▶ [GOAL OF THE EXERCISE]: Set down the whole listing verbatim.

▶ [DATA EXCERPTS]:
* BEGIN *

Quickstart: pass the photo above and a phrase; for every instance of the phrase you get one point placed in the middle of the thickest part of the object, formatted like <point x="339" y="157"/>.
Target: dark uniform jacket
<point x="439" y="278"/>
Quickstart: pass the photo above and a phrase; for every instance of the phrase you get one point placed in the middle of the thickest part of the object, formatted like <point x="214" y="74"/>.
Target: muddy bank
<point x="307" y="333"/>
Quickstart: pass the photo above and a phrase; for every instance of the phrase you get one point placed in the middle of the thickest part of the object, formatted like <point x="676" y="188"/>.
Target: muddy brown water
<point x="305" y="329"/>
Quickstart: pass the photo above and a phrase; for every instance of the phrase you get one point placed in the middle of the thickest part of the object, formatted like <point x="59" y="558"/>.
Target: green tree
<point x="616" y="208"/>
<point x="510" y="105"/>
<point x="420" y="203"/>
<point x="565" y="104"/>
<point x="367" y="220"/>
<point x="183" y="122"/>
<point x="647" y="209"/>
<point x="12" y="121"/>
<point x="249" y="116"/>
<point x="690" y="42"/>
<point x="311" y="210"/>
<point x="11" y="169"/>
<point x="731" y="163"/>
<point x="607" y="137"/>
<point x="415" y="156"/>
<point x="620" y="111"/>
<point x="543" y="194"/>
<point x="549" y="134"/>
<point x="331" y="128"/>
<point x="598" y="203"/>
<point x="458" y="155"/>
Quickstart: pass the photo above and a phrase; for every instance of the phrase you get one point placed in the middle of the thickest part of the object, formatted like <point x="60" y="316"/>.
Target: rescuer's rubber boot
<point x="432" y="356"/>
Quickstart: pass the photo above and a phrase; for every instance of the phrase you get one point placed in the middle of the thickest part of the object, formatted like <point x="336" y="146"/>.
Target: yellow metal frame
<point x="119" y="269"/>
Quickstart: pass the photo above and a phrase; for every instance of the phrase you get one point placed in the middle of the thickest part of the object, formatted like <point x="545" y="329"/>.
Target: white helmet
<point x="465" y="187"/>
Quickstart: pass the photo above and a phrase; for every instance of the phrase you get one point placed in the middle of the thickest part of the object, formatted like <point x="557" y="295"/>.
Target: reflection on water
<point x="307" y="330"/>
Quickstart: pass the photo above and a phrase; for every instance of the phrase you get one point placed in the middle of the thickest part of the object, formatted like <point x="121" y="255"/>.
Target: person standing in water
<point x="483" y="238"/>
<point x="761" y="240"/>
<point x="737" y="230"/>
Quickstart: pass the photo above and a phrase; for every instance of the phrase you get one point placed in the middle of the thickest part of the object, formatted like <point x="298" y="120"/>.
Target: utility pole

* END *

▶ [EXERCISE SOLUTION]:
Quickstart: pass the photo above and a phrase; for every instance of the phrase you get one point placed in the middle of the thickest part of the object, formatted like <point x="339" y="157"/>.
Target: dark uniform jacket
<point x="439" y="278"/>
Quickstart: pass the photo above and a phrase; for every instance of the phrase you get one point placed in the middle of the thickest part of the object, formatted like <point x="214" y="74"/>.
Target: muddy bank
<point x="307" y="333"/>
Quickstart: pass the photo above and a phrase; for every instance of the phrase you get one point placed in the middle of the thickest part of the object, formatted like <point x="676" y="188"/>.
Target: muddy brown water
<point x="305" y="329"/>
Quickstart: pass the photo above and a phrase; for every instance of the phrase you get one point placed in the middle of the thickest part of the object, formatted like <point x="59" y="558"/>.
Target: green tree
<point x="616" y="208"/>
<point x="510" y="105"/>
<point x="420" y="203"/>
<point x="565" y="104"/>
<point x="367" y="220"/>
<point x="183" y="122"/>
<point x="647" y="209"/>
<point x="12" y="121"/>
<point x="249" y="116"/>
<point x="690" y="42"/>
<point x="311" y="210"/>
<point x="11" y="169"/>
<point x="731" y="163"/>
<point x="607" y="137"/>
<point x="415" y="156"/>
<point x="620" y="111"/>
<point x="543" y="194"/>
<point x="549" y="134"/>
<point x="331" y="128"/>
<point x="598" y="203"/>
<point x="458" y="155"/>
Quickstart: pass the photo above and a phrase; for every instance of the phrase you get one point placed in the middle of the thickest part of the object, formatted like <point x="60" y="316"/>.
Target: rescuer's rubber boot
<point x="432" y="356"/>
Quickstart: pass the photo above and a phrase; for every instance of the phrase you get one point placed in the middle of the thickest part of the object, formatted like <point x="336" y="146"/>.
Target: yellow metal frame
<point x="119" y="269"/>
Quickstart: pass the photo above and a phrase; for every instance of the phrase you get one point placed in the middle of the thickest part of the object, formatted like <point x="545" y="329"/>.
Target: white helmet
<point x="465" y="187"/>
Quickstart: pass the photo above and a phrase; for every instance of the phrase you get one point placed in the middle of the thickest part of the object, formatted like <point x="557" y="295"/>.
Target: reflection on water
<point x="307" y="330"/>
Quickstart: pass the photo above and a phrase; for every instance of the phrase you get one point placed in the middle of the thickest part of the object, formatted like <point x="121" y="255"/>.
Target: person standing in water
<point x="483" y="238"/>
<point x="761" y="240"/>
<point x="737" y="230"/>
Quickstart: pass the photo above and a phrase; for every instance of the phrase you get one point placed in the middle of the thickest part of the object, formatted like <point x="298" y="120"/>.
Target: utility pole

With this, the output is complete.